» **What you are asked to do**
Give the count of lines below that include the word "every", and say nothing else.

» **Source records**
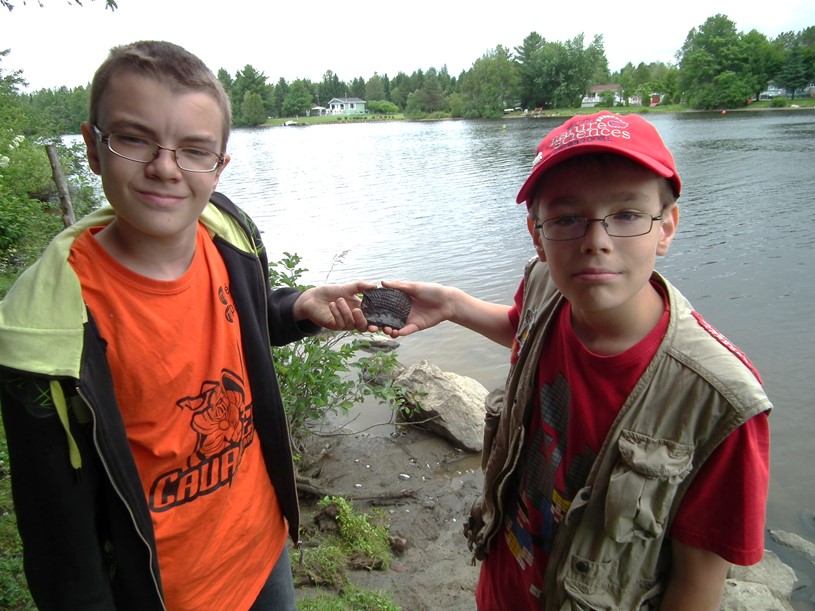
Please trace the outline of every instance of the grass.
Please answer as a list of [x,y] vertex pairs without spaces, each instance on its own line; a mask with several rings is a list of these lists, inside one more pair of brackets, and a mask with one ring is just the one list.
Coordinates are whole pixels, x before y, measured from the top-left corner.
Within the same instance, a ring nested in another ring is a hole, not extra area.
[[387,594],[360,588],[349,577],[349,570],[388,568],[390,529],[384,512],[358,513],[343,497],[325,497],[313,517],[319,526],[304,528],[304,539],[316,545],[305,550],[302,563],[293,563],[292,572],[298,589],[318,587],[322,593],[301,598],[298,610],[399,611]]
[[401,121],[406,117],[401,113],[377,115],[366,113],[363,115],[323,115],[314,117],[283,117],[282,119],[269,119],[263,127],[280,127],[288,121],[296,121],[298,125],[320,125],[325,123],[371,123],[374,121]]
[[384,512],[354,510],[343,497],[325,497],[306,525],[303,539],[312,544],[303,562],[292,567],[298,586],[328,588],[340,594],[352,586],[349,570],[387,570],[391,561],[390,528]]

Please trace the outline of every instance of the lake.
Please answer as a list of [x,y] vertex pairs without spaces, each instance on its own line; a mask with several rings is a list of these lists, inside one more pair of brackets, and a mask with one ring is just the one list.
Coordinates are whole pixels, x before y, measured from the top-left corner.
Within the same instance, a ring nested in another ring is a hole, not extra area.
[[[678,235],[657,268],[761,372],[775,405],[767,526],[815,541],[815,111],[648,118],[683,180]],[[270,260],[303,258],[307,283],[424,280],[509,304],[534,255],[515,195],[562,121],[236,130],[219,190],[253,216]],[[508,370],[504,348],[450,323],[402,339],[398,355],[488,389]],[[811,564],[767,541],[812,581]]]

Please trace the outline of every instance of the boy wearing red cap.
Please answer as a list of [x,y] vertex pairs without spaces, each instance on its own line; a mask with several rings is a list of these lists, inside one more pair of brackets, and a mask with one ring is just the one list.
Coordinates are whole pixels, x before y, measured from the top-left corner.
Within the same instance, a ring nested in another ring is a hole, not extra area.
[[537,257],[512,307],[384,283],[413,300],[393,337],[450,320],[512,350],[465,527],[482,611],[717,609],[730,564],[762,557],[771,404],[654,270],[681,186],[641,117],[573,117],[518,193]]

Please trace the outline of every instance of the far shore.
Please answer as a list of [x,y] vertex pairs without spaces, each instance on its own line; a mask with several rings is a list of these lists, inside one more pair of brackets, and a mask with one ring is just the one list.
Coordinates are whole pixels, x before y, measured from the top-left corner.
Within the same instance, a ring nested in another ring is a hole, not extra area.
[[[603,110],[601,107],[592,108],[556,108],[541,112],[533,111],[513,111],[504,114],[501,117],[494,119],[480,119],[485,121],[504,121],[508,119],[546,119],[557,117],[571,117],[577,114],[591,114]],[[728,109],[713,109],[713,110],[697,110],[688,108],[681,105],[668,105],[668,106],[617,106],[614,108],[606,109],[610,112],[620,114],[669,114],[669,113],[721,113],[728,114],[734,112],[754,112],[754,111],[811,111],[815,110],[815,98],[801,98],[789,100],[786,106],[771,106],[771,102],[753,102],[742,108],[728,108]],[[370,123],[379,121],[445,121],[445,120],[463,120],[463,117],[450,117],[442,113],[436,113],[428,116],[410,117],[402,113],[391,114],[360,114],[360,115],[320,115],[320,116],[303,116],[303,117],[282,117],[267,120],[263,125],[258,127],[305,127],[308,125],[322,125],[322,124],[354,124],[354,123]]]

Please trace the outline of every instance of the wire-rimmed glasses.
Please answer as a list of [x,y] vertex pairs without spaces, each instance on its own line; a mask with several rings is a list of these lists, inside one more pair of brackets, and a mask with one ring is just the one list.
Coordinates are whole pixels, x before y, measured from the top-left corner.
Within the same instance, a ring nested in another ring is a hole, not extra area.
[[150,163],[158,157],[159,151],[170,151],[176,165],[185,172],[213,172],[224,163],[223,155],[194,146],[171,149],[141,136],[104,133],[95,125],[93,130],[99,141],[105,143],[111,153],[136,163]]
[[577,240],[588,233],[591,223],[600,223],[606,233],[613,238],[634,238],[650,233],[654,221],[661,220],[662,214],[651,216],[645,212],[615,212],[600,219],[558,216],[542,223],[535,223],[535,229],[541,229],[543,237],[547,240]]

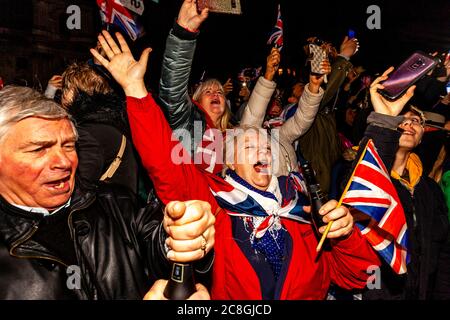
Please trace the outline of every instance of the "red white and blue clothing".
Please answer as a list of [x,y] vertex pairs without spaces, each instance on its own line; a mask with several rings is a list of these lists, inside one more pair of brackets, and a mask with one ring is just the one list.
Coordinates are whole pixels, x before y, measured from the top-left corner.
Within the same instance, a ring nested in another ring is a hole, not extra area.
[[[366,285],[366,270],[380,262],[357,228],[317,258],[317,237],[298,210],[304,199],[289,178],[274,177],[263,192],[232,171],[223,180],[192,163],[175,164],[177,141],[151,95],[128,97],[127,105],[134,144],[159,198],[207,201],[216,214],[213,299],[324,299],[331,282]],[[232,200],[239,196],[245,199]],[[251,209],[257,206],[262,210]]]

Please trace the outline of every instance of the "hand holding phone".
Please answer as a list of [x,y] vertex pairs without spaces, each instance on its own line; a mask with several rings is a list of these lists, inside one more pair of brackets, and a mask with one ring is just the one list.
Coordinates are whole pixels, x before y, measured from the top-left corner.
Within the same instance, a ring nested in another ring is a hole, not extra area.
[[384,88],[380,89],[379,92],[389,100],[396,100],[409,87],[430,72],[436,64],[437,61],[432,56],[420,51],[414,52],[392,72],[389,79],[381,83]]
[[381,82],[389,79],[388,75],[394,70],[394,67],[387,69],[383,75],[376,78],[374,82],[370,85],[370,100],[372,101],[372,106],[377,113],[386,114],[390,116],[398,116],[403,110],[406,103],[414,95],[414,90],[416,86],[410,86],[406,90],[405,94],[398,97],[396,100],[386,99],[380,91],[384,89]]

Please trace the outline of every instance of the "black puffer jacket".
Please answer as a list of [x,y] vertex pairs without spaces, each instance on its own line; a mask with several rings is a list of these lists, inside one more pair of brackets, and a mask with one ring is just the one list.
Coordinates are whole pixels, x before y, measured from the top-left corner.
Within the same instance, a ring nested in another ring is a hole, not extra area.
[[[206,118],[188,93],[189,76],[198,33],[189,32],[177,23],[167,37],[159,82],[158,104],[184,148],[195,153],[206,130]],[[201,124],[201,134],[194,134],[194,124]]]
[[67,210],[80,290],[67,289],[73,272],[34,240],[45,218],[0,199],[0,299],[142,299],[157,278],[167,278],[157,202],[137,210],[127,189],[101,184],[96,192],[77,189]]

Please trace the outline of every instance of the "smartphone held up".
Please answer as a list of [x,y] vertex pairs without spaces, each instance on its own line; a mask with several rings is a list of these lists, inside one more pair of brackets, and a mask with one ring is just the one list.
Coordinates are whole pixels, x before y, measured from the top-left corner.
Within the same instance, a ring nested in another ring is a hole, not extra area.
[[197,11],[208,8],[209,12],[242,14],[240,0],[197,0]]
[[433,70],[436,64],[437,61],[434,57],[421,51],[416,51],[397,67],[387,80],[381,83],[384,89],[379,89],[378,92],[386,99],[396,100],[409,87]]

» **Result of this task**
9